Graduation_Project/LYZ/model.py

import torch
import torch.nn as nn
import torch.nn.functional as F


class PLA_Attention_Model(nn.Module):
    def __init__(self, byte_hidden_size, packet_hidden_size, packet_output_size, max_packet=1500, max_flow=128):
        super().__init__()
        self.byte_emb_size = 50
        self.byte_hidden_size = byte_hidden_size  # 100
        self.packet_emb_size = 50
        self.packet_hidden_size = packet_hidden_size  # 100
        self.packet_output_size = packet_output_size  # 50
        self.max_packet = max_packet
        self.max_flow = max_flow

        self.embedding = nn.Embedding(256 * 256, self.byte_emb_size)
        self.byte_GRU = nn.GRU(self.byte_emb_size, self.byte_hidden_size, bias=False, bidirectional=True)
        self.byte_attn = nn.Linear(self.byte_hidden_size * 2, self.packet_emb_size)
        self.packet_GRU = nn.GRU(self.packet_emb_size, self.packet_hidden_size, bias=False, bidirectional=True)
        self.packet_attn = nn.Linear(self.packet_hidden_size * 2, self.packet_output_size)
        self.classify = nn.Linear(self.packet_output_size, 11)

    # lstm_output : [batch_size, n_step, self.byte_hidden_size * num_directions(=2)], F matrix
    def attention_net(self, lstm_output, final_state):
        # print("lstm_output: ", lstm_output.shape)
        # print("final_state: ", final_state.shape)
        # hidden : [batch_size, self.byte_hidden_size * num_directions(=2), 1(=n_layer)]
        hidden = final_state.view(-1, self.byte_hidden_size * 2, 1)  # Tensor维度的重构，-1表示该维度取决于其他维度
        # attn_weights : [batch_size, n_step]
        attn_weights = torch.bmm(lstm_output, hidden).squeeze(2)  # 加权求和，第三维降维
        soft_attn_weights = F.softmax(attn_weights, 1)
        # [batch_size, self.byte_hidden_size * num_directions(=2), n_step] * [batch_size, n_step, 1]
        # = [batch_size, self.byte_hidden_size * num_directions(=2), 1]
        context = torch.bmm(lstm_output.transpose(1, 2), soft_attn_weights.unsqueeze(2)).squeeze(2)
        return context, soft_attn_weights  # context : [batch_size, self.byte_hidden_size * num_directions(=2)]

    def forward(self, flow):
        num_packet = flow.shape[0]
        batch_size = flow.shape[1]
        embedded_bytes_list = self.embedding(flow)
        encoding_bytes_list = torch.zeros((num_packet, batch_size, self.packet_emb_size))#.cuda()  # [4, 3, 120, 50]
        for i, embedded_bytes in enumerate(embedded_bytes_list):  # [3, 120, 50]
            h0_bytes = torch.randn(2, batch_size, self.byte_hidden_size)#.cuda()  # [2,3,100]
            embedded_bytes = embedded_bytes.transpose(0, 1)  # 交换 dim_0 和 dim_1 : [120, 3, 50]
            # print(embedded_bytes.shape, h0_bytes.shape)

*EXERCISE INSTRUCTIONS*:
[1] Using model.py, decide whether each statement agrees with the code: (a) the byte embedding size is set to 50; (b) the byte-level GRU runs in one direction only; (c) the final classification layer produces 10 outputs. Answer each with yes or no and quote the deciding words.
[2] Rewrite the method in model.py that begins "def attention_net(self, lstm_output, final_state):" as a short list of steps. Keep its inputs, tensor shapes and return values.

*DATASET*:
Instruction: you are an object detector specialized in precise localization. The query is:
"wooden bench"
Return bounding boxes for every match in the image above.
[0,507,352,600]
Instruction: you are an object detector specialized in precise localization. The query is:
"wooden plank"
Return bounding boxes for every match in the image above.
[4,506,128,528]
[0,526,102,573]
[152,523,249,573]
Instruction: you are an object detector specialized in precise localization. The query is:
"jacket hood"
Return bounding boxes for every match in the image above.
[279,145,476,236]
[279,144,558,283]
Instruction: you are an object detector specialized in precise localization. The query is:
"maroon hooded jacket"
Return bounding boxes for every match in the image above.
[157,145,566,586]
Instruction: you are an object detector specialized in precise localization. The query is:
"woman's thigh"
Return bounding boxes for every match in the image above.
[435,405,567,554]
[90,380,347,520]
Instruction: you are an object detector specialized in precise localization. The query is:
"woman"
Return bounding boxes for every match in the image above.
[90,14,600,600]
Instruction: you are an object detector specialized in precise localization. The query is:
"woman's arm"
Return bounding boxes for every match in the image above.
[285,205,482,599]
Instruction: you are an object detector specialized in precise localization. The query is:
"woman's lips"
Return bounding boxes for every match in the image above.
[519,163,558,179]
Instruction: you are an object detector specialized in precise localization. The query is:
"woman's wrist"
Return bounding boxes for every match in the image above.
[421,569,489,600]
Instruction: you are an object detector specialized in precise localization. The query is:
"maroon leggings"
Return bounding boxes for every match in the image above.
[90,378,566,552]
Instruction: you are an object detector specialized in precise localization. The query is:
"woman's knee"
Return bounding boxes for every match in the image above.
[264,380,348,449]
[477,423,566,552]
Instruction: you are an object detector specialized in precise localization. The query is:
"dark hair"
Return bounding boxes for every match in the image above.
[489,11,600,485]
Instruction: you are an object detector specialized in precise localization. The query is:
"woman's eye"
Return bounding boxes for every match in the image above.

*RESULTS FOR THE EXERCISE*:
[1]
(a) Yes: "self.byte_emb_size = 50"
(b) No: "bidirectional=True"
(c) No: "self.classify = nn.Linear(self.packet_output_size, 11)"

[2]
- Takes lstm_output, shaped [batch_size, n_step, byte_hidden_size × 2], and final_state.
- Reshapes final_state into hidden, shaped [batch_size, byte_hidden_size × 2, 1].
- Multiplies lstm_output by hidden with torch.bmm and squeezes the third dimension to get attn_weights, shaped [batch_size, n_step].
- Applies softmax over dimension 1 to get soft_attn_weights.
- Multiplies the transposed lstm_output by the unsqueezed soft_attn_weights with torch.bmm and squeezes the result to get context, shaped [batch_size, byte_hidden_size × 2].
- Returns context and soft_attn_weights.